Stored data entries

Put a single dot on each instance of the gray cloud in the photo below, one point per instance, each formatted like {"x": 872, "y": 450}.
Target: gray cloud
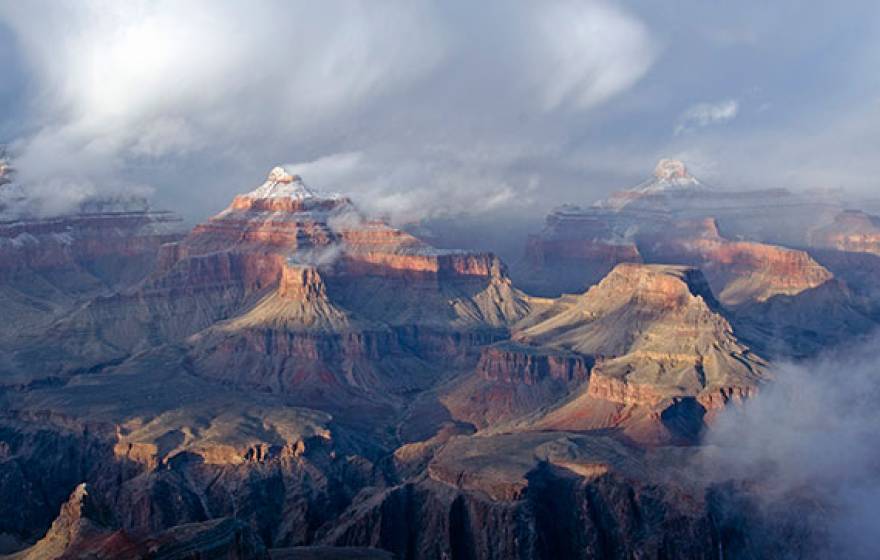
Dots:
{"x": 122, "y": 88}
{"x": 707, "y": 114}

...

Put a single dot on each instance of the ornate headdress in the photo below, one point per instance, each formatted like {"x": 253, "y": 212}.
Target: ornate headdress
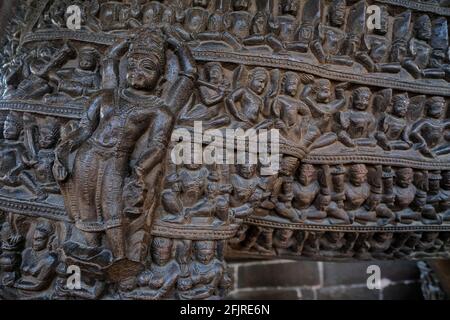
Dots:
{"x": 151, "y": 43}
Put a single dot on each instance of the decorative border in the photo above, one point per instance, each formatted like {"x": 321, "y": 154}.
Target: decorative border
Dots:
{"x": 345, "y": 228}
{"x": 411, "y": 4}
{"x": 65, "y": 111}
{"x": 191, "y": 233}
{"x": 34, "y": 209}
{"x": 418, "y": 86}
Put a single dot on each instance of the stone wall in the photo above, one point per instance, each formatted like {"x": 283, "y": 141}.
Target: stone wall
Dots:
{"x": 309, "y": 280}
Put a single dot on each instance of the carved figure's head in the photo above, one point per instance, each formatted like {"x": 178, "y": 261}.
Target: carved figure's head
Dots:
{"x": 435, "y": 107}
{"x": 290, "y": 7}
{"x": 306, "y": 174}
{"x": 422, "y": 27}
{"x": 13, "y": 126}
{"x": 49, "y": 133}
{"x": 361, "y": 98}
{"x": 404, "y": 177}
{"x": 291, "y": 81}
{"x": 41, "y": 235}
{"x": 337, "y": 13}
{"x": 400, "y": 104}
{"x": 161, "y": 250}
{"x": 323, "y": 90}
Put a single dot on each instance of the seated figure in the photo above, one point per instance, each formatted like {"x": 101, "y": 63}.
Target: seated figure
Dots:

What to work on:
For this exercise, gather every line of the data that contains the word "gray".

Finished task:
Put a single dot on each instance of the gray cloud in the photo below, one point per instance, each formatted like {"x": 872, "y": 450}.
Target: gray cloud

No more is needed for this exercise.